» **PROMPT**
Return the tail of the records exactly, starting from the line containing "A single point marks each instance of the roadside" and ending with the final line.

Stored data entries
=== Section Start ===
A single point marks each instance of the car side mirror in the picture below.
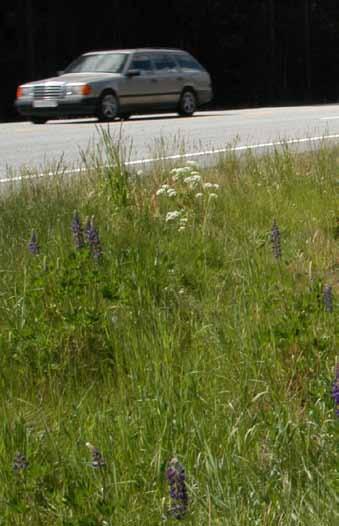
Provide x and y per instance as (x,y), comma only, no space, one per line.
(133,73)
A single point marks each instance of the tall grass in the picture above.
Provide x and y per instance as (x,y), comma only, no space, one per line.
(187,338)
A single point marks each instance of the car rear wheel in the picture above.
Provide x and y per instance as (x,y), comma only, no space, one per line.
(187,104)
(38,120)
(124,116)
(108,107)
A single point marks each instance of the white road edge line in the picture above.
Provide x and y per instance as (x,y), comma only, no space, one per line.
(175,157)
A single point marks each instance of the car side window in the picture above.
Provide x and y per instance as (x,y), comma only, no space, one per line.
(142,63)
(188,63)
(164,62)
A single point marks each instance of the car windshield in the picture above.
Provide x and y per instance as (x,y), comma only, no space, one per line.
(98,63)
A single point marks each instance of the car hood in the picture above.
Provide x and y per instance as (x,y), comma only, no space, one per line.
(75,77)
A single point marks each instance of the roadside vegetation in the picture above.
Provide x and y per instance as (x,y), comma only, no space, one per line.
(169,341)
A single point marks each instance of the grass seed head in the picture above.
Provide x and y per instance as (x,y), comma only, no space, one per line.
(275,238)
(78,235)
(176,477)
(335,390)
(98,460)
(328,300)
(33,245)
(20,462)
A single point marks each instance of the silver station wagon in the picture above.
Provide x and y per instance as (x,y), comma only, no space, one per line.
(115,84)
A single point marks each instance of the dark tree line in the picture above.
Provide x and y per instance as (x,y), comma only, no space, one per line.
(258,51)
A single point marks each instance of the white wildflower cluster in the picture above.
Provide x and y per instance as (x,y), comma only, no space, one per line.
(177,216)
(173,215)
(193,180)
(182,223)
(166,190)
=== Section End ===
» **RESULT OF THE EXERCISE**
A single point marks each instance of the roadside vegetation in the picture above.
Provide x and y per instance as (x,y), comma only, no space, one per line.
(169,341)
A single point marks each instance of the grass seed head in the picture above.
Provide x and y per instance as (x,y), comma only, no space, one per line.
(275,238)
(78,235)
(176,477)
(335,390)
(98,460)
(328,300)
(33,245)
(20,462)
A single point marks each instance of the silver station wagon in the picture above.
Provide x and y per instance as (x,y), comma only, no space, one per line.
(115,84)
A single point marks each instance of the dark tree line in the picture above.
Provide x and y per instance as (x,y), comma only, no space, one per line.
(258,51)
A single point marks each instance of the white wildflower cluster in the picture above.
Provide x and y per instance as (x,y), comma only, no space, one per line.
(177,216)
(173,215)
(193,180)
(182,223)
(166,190)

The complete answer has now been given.